● WORK TO COMPLETE: Could you copy the salted caramel shortbread post below word for word, starting with "Not that you’d" and going on through "to run after."?

● SOURCE EXTRACT:
Saturday, October 12, 2013
Salted Caramel Chocolate Shortbread Bars - Baking GALS Round 24
Back in the spring I
went on a trip out to San Francisco and wine country with some friends. We stayed both in the city and out in
Sonoma. In almost every grocery store,
corner shop and coffee house we went into I kept running into these bars, taunting
me at every turn, until finally I gave in.
I am so glad I did. They were
just as good as I’d imagined. I love
shortbread and I love caramel even more.
Chocolate – eh – I could go either way, but when mixed with other
things, I’m down…
A few months ago I
came across this recipe – score!! Not
that I wouldn’t take a trip back out west and hunt these things down, but even
better if I can make them on any old rainy day when I’ve got some time to
kill. I’ll admit, I didn’t love this
shortbread recipe – where’s the flavor??
I added some vanilla extract. I
think it helped, but I have a tried-and-true shortbread recipe I think I may
try with this next time. I also added a
little vanilla to the caramel portion as I think it adds that extra oomph that
takes the toasty sweetness of caramel over the edge to amazingness (is that a
word? you know what I mean).
Not that you’d think
it from the name, but these are definitely not for the diet conscious, so you
may want to wait until you’re having a “skinny day” then just allow yourself to
indulge, I promise it will be worth the extra mile you need to run after.
Ingredients:
For the shortbread
layer:
2 cups all-purpose
flour
2 teaspoons baking
powder
1/4 teaspoon salt
1 cup unsalted butter,
at room temperature
1/2 cup granulated
sugar
1 tsp vanilla extract (my addition)
1 tsp vanilla extract (my addition)
For the caramel
layer:
1 cup unsalted butter,
cut into pieces
1 cup granulated sugar
1/4 cup light corn
syrup
2 (14 oz.) cans
sweetened condensed milk
1/2 tsp vanilla extract (my addition)
1/2 tsp vanilla extract (my addition)
For the chocolate
layer:
8 oz. bittersweet or
semisweet chocolate
1 teaspoon light corn
syrup
1/2 cup unsalted
butter, cut into pieces
fleur de sel, for
sprinkling
Instructions:
To make the shortbread
layer, preheat oven to 325F. Line a 9x13-inch baking pan with parchment. With a fork, in a small bowl, whisk together
the flour, baking powder and salt. Set
aside. Beat together the butter and
sugar in the bowl of an electric mixer until blended, 1-2 minutes. Blend in the dry ingredients on low speed
until just combined. Evenly press the
dough into the prepared pan and bake 13-18 minutes, until golden. If the crust
puffs up while in the oven, just gently press it back down again after it
bakes. Allow to cool completely.

● INFORMATION GIVEN:

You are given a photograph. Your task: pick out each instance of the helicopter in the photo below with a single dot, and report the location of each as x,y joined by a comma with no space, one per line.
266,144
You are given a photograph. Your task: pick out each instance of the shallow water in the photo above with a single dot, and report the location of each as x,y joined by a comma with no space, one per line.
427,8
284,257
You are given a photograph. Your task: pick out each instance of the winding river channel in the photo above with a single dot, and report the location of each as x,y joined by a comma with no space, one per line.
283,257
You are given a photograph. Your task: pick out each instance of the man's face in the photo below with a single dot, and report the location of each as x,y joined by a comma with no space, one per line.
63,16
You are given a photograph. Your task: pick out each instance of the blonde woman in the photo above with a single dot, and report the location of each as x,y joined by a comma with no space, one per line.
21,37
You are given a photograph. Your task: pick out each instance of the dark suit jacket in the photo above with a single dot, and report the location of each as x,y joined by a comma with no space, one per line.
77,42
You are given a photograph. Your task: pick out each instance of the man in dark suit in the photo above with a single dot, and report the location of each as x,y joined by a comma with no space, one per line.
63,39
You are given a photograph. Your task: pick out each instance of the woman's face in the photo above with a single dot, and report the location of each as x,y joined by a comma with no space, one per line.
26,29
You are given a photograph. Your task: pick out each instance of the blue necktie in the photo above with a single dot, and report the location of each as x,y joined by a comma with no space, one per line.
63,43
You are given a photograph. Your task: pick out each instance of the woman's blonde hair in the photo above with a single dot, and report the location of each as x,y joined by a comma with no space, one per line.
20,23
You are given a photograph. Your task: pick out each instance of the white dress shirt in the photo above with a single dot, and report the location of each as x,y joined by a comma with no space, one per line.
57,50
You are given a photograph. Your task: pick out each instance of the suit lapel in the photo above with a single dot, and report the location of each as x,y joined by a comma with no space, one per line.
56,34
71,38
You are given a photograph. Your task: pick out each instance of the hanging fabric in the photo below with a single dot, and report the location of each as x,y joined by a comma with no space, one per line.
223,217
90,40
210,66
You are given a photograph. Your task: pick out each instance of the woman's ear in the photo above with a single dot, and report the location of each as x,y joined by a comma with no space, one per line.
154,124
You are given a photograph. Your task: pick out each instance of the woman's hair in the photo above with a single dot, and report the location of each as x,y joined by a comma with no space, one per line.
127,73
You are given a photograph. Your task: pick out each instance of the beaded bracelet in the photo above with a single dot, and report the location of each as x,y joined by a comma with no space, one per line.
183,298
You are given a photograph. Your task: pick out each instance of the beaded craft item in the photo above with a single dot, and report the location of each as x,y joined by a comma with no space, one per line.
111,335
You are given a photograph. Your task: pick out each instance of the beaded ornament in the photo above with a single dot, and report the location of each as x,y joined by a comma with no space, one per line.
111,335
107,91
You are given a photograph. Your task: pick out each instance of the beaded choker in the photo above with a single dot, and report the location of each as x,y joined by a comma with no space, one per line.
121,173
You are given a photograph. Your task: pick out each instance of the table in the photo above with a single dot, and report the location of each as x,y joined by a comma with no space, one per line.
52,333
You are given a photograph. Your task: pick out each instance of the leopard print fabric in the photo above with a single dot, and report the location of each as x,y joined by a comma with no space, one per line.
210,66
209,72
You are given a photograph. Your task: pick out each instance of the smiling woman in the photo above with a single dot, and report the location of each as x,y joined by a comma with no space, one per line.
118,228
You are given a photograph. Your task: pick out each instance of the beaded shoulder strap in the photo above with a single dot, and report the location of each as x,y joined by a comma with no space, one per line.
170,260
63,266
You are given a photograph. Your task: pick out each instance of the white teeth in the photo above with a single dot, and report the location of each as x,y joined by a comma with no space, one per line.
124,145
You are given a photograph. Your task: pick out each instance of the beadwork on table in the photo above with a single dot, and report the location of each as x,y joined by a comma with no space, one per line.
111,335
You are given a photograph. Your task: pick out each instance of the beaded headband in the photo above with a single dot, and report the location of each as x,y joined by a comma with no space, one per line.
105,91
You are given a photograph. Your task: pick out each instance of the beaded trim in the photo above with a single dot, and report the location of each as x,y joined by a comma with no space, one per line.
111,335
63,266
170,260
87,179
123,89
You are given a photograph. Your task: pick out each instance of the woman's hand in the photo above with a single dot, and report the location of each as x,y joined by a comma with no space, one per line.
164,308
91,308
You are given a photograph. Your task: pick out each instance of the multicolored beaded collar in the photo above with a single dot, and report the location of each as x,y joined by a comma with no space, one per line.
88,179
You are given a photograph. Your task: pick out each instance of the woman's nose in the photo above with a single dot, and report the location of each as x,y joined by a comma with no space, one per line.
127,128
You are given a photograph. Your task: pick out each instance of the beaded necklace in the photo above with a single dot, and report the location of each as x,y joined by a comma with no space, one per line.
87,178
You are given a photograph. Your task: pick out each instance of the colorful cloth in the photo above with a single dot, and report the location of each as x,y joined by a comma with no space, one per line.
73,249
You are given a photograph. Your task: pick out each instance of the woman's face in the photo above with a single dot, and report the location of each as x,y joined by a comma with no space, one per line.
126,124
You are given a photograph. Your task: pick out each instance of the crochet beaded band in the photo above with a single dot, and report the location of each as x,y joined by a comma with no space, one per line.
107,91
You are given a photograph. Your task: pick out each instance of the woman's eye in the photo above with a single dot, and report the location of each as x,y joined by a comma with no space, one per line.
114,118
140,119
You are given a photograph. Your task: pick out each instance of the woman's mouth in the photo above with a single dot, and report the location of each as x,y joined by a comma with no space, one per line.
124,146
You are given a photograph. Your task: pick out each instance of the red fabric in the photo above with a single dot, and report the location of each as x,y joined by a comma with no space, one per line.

==

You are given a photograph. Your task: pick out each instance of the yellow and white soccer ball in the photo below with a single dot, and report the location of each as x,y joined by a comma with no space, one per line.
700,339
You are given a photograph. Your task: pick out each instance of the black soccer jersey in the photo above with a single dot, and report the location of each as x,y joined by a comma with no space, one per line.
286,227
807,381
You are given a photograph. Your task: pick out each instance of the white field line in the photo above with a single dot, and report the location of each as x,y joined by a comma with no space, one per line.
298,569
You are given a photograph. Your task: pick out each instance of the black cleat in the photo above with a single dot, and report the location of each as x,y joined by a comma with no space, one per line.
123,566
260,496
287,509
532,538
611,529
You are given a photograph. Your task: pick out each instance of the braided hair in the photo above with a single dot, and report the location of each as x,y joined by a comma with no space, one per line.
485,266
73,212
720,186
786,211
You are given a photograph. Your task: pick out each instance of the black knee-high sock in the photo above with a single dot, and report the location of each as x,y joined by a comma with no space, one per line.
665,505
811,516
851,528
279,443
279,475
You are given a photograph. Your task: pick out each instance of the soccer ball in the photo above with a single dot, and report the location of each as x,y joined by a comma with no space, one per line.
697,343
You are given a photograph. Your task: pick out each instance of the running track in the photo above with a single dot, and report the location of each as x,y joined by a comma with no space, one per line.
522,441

--

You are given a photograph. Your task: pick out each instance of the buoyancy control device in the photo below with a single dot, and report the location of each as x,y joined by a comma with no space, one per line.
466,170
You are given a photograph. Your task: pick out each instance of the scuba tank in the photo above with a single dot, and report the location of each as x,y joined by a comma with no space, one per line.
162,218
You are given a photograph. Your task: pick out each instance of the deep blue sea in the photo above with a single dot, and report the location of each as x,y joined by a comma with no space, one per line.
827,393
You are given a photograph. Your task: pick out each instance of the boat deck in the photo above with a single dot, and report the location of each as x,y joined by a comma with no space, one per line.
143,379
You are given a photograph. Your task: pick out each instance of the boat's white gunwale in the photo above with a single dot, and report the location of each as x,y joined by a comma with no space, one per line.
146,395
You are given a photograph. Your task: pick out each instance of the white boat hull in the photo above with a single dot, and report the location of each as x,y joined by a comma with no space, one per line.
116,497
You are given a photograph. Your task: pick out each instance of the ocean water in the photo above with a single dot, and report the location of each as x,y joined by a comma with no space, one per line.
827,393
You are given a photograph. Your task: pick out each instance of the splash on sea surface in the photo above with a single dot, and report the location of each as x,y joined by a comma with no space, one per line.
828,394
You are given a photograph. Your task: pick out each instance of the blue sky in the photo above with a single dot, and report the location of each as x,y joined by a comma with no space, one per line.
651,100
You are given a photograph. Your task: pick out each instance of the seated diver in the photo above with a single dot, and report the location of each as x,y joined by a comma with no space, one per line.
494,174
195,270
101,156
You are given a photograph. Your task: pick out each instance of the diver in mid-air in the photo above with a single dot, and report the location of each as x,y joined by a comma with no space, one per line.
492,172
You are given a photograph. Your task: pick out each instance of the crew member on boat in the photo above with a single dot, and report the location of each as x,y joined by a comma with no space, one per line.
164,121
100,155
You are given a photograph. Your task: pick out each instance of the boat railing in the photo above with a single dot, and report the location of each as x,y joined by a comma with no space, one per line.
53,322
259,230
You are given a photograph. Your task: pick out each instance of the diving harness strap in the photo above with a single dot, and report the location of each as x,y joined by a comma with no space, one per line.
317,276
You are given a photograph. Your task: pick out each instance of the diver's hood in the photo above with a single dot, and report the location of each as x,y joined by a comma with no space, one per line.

● SOLUTION FOR THIS TASK:
Not that you’d think
it from the name, but these are definitely not for the diet conscious, so you
may want to wait until you’re having a “skinny day” then just allow yourself to
indulge, I promise it will be worth the extra mile you need to run after.